---- Extrait de page
Le film de Paolo Virzi est la bonne surprise de la sélection de la Quinzaine des réalisateurs.

La Quinzaine cache toujours un bijou. Un film de genre ayant lieu dans un bar pourri de skinheads (Green Room) comme le portrait d’un pays à la dérive (la Turquie, à travers le destin de quatre jeunes filles dans Mustang). Cette année, la surprise est venue de la Toscane.

Il y a deux semaines, Edouard Waintrop me parlait justement d'un film italien passé entre les mailles du filet de la compétition officielle. En somme, une potentielle Palme d’or attrapée discrètement en vol par une sélection concurrente. Est-ce qu’il pourrait s’agir de Folles de joies, aka La Piazza Gioia ? Trois raisons pour avancer un petit "oui".

Un duo fabuleux

À ma droite Beatrice (Valéria Bruni-Tedeschi), à ma gauche Donatella (Micaela Ramazzotti). La première, on la retrouve dans un institut pour femmes atteintes de troubles mentaux. Elle parle, elle s’emporte, elle s’incruste dans toutes les discussions, prenant partie, fouinant dans des dossiers qui ne la regardent pas, rappelant à qui veut bien l’entendre qu’elle existe, bordel.

La deuxième, elle débarque, la jambe complètement allumée, le regard éteint, une fatigue psychologique visible, dans le même institut. On ne sait rien de plus. Seulement qu’elle arrive dans un endroit champêtre qu’elle ne peut quitter. Les deux sont folles. Pas forcément à lier, mais elles ont assez de casseroles pour être brisées en deux, et pour se rencontrer.

La métaphore de la casserole : vous l'avez ?
--------
---- Données de l'exercice
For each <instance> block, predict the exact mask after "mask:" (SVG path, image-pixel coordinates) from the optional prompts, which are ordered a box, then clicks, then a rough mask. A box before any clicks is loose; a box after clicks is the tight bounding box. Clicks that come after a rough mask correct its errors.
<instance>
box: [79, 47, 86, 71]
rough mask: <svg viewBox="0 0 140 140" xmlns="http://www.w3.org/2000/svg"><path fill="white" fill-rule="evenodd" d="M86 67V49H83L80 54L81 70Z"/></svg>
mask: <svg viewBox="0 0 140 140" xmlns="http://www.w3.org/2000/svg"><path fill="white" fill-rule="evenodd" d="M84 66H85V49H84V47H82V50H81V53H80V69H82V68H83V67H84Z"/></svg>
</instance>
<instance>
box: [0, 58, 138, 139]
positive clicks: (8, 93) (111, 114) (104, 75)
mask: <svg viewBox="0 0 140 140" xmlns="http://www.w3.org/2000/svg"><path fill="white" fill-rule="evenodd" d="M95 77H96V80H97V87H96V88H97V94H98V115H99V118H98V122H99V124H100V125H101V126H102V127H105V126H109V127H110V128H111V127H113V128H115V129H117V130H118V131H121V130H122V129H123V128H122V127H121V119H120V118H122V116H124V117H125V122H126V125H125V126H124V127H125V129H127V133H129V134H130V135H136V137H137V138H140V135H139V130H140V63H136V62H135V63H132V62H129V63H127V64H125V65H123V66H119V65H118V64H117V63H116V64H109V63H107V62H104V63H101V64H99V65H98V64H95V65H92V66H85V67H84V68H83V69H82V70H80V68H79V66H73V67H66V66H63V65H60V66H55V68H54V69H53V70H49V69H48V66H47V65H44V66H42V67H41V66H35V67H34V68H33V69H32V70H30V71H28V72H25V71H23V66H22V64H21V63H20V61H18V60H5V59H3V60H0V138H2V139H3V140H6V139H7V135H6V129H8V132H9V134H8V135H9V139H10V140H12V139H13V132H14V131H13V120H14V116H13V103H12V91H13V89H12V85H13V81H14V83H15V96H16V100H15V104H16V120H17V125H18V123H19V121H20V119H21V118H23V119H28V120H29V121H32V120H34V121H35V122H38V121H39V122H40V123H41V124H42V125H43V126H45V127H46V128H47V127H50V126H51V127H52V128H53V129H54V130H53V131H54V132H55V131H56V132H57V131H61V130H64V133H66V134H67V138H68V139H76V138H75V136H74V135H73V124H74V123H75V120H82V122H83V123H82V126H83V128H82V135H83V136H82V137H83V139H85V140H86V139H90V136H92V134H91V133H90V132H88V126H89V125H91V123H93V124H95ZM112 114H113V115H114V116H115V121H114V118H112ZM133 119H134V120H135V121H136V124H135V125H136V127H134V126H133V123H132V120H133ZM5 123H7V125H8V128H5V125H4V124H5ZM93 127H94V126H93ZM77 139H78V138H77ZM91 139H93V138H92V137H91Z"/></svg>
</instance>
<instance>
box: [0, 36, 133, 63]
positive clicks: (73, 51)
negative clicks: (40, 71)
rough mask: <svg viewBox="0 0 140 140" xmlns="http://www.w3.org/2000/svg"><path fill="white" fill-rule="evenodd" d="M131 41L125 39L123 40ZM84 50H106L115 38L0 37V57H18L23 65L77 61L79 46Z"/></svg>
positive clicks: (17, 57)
--------
Liste des consignes ->
• 1. Dans la critique de Folles de joie, pourquoi le film est-il décrit comme une Palme d'or potentielle attrapée en vol par une sélection concurrente ? Répondez en une à trois phrases.
• 2. Reprenez la critique de Folles de joie après sa dernière phrase et poursuivez-la.

Réponses ci-dessous ->
• 1. Edouard Waintrop avait parlé à l'auteur d'un film italien passé entre les mailles du filet de la compétition officielle. Ce film aurait donc échappé à la compétition et aurait été récupéré discrètement par la Quinzaine des réalisateurs.

• 2.
Un air de Thelma et Louise

Et voilà que Beatrice et Donatella s’échappent de leur asile. Les deux actrices, parfaitement guidées par la caméra de Paolo Virzi, chamboulent le monde qui les entoure. Leur famille, leur ex, leur ancienne vie ratée, comme des inconnus qu’elles croisent et qui regrettent assez vite, entre une voiture volée et un grand restaurant malmenée. Leur décisions, souvent irrationnelles, les guident là où veulent bien les amener leurs envies profondes, leurs antécédents douloureux : un ex attiré par la beauté, un autre par l'argent ou un fils qu’on a dû laisser. La caméra emporte le spectateur dans une fuite en avant, comme pour mieux retourner vers le passé de ces deux âmes fragiles.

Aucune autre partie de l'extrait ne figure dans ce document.